- Rabioso sol, rabioso cielo
- Directed by: Julián Hernández
- Written by: Julián Hernández
- Release date: 2009;
- Country: Mexico
- Language: Spanish

= Raging Sun, Raging Sky =

Raging Sun, Raging Sky (Spanish: Rabioso sol, rabioso cielo) is a 2009 Mexican film, made in 2008, written and directed by Julián Hernández. It is the last film in a trilogy by Hernández that includes A Thousand Clouds of Peace (2003) and Broken Sky (2006). The film usually is over 3 hours long. It won the Teddy Award at the Berlin International Film Festival.

==Plot==
Two men, Kieri and Ryo, have an unquestioning love for each other. But their mutual devotion is not allowed to last. Ryo is abducted, and Kieri embarks upon a long and difficult journey to find him. Unbeknownst to Kieri, it is "heaven's heart" herself that leads and protects him on his quest. Before Kieri finds his companion, Ryo loses his life. And Kieri, desperate to find his beloved, agrees to sacrifice his body to bring about Ryo's resurrection. When they both die, "heaven's heart" reunites them in death and the two men return to life through myth.
------
> [Actions to take]:
**a)** According to the film article, which award did Raging Sun, Raging Sky win at the Berlin International Film Festival?
**b)** Continue the film article past its last sentence.
------
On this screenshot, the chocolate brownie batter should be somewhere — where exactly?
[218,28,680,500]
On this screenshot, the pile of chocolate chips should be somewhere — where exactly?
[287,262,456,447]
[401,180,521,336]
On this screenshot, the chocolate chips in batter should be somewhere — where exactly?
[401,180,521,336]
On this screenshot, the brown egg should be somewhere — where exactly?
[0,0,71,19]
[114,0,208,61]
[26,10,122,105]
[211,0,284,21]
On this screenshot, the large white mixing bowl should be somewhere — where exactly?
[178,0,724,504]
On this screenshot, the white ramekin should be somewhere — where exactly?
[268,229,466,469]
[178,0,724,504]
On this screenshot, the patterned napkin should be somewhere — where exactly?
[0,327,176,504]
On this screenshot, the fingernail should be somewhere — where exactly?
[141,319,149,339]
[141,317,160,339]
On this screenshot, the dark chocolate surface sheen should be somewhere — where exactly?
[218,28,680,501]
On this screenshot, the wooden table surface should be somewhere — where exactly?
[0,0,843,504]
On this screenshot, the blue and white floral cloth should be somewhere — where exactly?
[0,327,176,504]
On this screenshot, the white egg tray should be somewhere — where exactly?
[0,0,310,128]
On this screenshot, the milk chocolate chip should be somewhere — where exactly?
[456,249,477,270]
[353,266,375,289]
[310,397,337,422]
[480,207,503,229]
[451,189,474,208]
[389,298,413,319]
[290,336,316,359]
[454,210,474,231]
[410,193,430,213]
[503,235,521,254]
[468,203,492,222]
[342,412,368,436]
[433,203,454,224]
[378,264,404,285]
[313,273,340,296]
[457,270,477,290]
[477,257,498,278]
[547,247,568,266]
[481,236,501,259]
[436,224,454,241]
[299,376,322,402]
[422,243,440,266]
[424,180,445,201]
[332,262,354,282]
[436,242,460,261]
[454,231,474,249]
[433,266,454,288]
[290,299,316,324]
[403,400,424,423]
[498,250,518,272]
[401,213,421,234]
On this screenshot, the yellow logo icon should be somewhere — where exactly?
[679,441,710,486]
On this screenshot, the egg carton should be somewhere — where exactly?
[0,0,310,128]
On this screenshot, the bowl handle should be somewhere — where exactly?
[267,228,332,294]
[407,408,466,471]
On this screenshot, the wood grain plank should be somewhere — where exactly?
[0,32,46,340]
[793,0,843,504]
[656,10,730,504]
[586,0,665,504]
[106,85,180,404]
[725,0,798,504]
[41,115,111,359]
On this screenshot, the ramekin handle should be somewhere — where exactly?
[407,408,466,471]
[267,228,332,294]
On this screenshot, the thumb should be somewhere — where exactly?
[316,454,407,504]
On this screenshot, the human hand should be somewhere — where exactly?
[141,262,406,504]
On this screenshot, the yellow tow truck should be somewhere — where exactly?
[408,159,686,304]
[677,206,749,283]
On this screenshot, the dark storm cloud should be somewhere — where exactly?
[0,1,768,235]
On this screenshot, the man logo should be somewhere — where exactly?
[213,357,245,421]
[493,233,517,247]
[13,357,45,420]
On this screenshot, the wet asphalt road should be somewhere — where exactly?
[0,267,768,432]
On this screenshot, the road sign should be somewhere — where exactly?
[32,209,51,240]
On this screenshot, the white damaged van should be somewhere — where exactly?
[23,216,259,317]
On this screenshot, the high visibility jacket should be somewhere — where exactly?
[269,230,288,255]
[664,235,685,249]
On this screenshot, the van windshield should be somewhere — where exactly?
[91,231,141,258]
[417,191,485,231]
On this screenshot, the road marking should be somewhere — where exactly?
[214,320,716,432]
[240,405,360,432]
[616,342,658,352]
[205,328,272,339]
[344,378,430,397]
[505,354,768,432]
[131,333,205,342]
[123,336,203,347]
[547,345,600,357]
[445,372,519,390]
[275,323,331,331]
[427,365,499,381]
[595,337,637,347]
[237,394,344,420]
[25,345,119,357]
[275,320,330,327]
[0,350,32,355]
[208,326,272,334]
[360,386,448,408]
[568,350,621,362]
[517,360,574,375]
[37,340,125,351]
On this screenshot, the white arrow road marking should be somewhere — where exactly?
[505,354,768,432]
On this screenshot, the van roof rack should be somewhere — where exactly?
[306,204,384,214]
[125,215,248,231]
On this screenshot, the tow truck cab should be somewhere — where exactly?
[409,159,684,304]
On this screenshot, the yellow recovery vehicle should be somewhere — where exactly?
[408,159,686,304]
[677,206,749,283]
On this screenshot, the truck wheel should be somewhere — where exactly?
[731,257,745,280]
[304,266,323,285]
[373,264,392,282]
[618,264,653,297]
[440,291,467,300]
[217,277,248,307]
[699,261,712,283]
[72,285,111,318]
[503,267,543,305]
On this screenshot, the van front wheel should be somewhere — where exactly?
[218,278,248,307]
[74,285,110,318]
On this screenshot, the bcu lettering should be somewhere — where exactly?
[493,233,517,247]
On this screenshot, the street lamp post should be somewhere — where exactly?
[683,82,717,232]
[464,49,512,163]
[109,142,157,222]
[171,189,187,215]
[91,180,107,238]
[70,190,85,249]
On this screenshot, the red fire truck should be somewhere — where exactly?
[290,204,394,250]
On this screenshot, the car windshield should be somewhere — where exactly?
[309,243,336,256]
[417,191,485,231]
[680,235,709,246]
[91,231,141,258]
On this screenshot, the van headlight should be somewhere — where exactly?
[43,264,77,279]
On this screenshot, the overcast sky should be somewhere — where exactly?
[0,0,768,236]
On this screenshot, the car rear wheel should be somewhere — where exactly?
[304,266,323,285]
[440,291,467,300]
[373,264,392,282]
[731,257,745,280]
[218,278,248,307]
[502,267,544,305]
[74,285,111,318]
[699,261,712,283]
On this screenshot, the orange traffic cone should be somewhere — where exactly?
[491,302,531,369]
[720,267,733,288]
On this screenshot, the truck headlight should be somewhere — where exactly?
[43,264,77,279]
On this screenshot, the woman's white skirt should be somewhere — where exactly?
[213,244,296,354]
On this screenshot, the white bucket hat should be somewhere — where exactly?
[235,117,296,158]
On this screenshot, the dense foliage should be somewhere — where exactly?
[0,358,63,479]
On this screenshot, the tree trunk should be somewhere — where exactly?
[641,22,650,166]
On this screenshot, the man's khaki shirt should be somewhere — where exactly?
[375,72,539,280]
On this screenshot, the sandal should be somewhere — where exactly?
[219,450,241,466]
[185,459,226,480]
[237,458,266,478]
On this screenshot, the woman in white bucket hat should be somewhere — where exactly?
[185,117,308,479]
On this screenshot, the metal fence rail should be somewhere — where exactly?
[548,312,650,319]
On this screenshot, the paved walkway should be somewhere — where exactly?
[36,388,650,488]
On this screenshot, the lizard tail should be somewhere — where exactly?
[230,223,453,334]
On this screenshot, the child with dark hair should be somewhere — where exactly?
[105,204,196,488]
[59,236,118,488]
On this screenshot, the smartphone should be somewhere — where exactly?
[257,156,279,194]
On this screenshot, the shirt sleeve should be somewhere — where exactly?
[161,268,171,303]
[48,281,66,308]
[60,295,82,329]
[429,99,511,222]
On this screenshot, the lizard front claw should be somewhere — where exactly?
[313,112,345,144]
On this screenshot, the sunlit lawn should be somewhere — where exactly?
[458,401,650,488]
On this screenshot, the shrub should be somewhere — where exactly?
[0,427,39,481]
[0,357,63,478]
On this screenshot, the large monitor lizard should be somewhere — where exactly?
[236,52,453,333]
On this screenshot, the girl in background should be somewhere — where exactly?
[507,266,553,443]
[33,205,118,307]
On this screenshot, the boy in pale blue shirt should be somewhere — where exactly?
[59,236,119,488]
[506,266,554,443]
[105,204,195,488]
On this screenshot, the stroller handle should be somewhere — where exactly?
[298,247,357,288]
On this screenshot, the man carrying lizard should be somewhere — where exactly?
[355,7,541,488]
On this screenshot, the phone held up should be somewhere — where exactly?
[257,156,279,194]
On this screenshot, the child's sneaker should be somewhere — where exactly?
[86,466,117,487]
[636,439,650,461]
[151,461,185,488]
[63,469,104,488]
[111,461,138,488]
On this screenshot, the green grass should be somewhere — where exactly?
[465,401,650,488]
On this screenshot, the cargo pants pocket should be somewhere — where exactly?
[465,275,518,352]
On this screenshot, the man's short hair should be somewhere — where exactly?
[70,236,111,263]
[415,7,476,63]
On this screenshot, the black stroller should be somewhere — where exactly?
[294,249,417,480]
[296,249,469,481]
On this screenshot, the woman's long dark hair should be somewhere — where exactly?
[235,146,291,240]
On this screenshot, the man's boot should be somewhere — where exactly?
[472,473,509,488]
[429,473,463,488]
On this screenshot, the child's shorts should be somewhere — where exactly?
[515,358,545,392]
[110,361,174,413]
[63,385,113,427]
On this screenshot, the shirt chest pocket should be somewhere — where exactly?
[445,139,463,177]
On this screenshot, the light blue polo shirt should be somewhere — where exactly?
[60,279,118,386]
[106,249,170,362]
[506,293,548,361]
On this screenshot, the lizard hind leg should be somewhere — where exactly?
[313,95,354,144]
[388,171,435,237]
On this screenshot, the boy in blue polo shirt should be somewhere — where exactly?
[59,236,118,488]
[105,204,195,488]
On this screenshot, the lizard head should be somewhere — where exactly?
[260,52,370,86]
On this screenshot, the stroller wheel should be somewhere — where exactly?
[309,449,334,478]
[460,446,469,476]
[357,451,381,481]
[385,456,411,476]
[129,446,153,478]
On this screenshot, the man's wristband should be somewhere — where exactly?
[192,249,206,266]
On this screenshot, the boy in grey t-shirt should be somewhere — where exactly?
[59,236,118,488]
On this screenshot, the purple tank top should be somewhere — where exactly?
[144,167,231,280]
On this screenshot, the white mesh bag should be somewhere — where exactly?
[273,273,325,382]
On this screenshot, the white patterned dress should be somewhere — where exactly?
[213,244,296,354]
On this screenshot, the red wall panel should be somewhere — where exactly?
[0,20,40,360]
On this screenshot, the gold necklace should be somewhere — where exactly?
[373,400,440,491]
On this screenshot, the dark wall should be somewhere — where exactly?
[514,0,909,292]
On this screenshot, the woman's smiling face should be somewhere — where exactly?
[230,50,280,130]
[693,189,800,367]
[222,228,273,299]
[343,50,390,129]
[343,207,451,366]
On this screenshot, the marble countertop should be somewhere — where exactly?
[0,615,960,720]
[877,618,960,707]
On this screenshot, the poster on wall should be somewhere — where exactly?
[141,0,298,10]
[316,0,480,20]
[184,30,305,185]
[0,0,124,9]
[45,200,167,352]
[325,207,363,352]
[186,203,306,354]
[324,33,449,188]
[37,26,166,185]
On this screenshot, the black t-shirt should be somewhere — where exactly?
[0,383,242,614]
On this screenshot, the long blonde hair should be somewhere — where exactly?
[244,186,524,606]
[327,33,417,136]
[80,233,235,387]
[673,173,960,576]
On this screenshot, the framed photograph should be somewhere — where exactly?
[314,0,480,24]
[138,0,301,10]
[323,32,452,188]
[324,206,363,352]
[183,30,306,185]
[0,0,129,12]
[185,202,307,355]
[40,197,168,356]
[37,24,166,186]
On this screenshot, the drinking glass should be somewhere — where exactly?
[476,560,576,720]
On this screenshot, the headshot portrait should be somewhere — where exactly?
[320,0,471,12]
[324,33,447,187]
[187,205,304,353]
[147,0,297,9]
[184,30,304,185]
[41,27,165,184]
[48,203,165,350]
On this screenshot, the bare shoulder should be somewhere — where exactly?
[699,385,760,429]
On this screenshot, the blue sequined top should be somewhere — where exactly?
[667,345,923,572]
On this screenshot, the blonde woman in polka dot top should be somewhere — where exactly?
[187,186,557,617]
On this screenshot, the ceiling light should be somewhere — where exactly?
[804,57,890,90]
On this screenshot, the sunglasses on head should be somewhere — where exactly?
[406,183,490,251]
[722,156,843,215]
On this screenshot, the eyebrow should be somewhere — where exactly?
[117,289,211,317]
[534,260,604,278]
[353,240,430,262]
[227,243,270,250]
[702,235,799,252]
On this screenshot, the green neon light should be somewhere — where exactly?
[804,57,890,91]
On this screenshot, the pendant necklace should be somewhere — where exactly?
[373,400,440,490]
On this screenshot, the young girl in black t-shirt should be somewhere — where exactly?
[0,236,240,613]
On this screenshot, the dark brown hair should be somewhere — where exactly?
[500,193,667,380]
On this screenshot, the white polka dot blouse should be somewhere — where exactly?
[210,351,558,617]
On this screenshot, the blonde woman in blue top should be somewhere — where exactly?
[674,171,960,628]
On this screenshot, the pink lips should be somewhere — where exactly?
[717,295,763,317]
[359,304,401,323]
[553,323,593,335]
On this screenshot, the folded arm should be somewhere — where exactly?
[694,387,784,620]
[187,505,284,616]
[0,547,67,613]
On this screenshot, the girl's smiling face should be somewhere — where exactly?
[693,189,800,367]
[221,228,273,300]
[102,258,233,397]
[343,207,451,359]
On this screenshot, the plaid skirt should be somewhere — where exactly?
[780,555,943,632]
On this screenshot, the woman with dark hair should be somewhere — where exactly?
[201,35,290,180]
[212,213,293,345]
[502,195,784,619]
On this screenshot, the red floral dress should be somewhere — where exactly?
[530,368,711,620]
------
> [Exercise responses]:
**a)** The Teddy Award.

**b)**
==Cast==
- Jorge Becerra as Kieri
- Javier Oliván as Tari
- Guillermo Villegas as Ryo
- Giovanna Zacarías as Tatei - (Heart of Sky or corazón del cielo)
- Joaquín Rodríguez as Andrésky
- Juan Carlos Torres as Umberto
- Fabian Storniolo as Sergio
- Harold Torres as Bruno
- Clarissa Rendón as Meche
- Baltimore Beltran as Boxer (or 'Boxeador')
- Rubén Santiago as Jonás
- Rubén Ángel as Boy of the Market (or 'Muchacho del mercado')

==Reception==
Jay Weissberg from Variety states in 2009, "The power of desire has rarely been so ravishingly lensed" but "without dialogue and awash in naked male-on-male couplings", it would be difficult to sell the film to audiences. Armond White from New York Press on 10 June 2009 noted "[Director] Hernández further develops his ideas on form, romanticism and spirituality. His images are beautiful and intriguing enough to win the popular audience he deserves".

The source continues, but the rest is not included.